**ABOUT THIS EXERCISE:** Please say how many lines below include the word "green", with nothing beyond the number.

(Spatial localization data)

'''

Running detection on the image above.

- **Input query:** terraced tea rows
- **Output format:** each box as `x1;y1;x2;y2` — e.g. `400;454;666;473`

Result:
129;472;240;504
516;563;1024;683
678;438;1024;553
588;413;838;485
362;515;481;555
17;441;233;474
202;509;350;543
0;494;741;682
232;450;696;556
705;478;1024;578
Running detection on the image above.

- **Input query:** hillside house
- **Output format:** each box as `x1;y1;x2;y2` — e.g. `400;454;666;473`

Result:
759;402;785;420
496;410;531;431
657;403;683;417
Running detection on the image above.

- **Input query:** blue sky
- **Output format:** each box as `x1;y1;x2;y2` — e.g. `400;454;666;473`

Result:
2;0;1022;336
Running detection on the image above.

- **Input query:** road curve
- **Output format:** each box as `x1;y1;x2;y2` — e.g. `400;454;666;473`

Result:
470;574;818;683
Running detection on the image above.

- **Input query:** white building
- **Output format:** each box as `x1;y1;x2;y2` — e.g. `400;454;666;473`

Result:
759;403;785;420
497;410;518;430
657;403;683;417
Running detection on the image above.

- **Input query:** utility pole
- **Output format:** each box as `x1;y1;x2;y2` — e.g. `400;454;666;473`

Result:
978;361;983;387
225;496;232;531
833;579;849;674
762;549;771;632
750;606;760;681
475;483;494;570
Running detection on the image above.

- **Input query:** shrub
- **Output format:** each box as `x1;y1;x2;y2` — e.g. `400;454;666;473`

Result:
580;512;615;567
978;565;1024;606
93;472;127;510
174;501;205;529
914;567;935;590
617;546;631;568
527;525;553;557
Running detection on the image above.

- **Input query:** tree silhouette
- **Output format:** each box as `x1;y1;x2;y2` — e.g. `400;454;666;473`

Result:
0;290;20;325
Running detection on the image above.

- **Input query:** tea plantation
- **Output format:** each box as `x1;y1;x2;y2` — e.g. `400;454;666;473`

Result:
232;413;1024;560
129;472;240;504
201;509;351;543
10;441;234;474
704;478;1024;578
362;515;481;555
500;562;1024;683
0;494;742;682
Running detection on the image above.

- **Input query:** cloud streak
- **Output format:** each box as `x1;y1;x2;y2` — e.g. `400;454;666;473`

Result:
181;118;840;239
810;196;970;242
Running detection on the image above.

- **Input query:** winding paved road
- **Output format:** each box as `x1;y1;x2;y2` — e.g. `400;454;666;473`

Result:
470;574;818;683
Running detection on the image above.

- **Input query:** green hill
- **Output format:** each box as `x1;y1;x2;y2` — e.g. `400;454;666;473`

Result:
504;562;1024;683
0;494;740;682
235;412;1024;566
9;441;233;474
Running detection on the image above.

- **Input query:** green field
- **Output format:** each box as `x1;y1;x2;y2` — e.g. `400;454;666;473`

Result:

'''

**WRITTEN ANSWER:** 2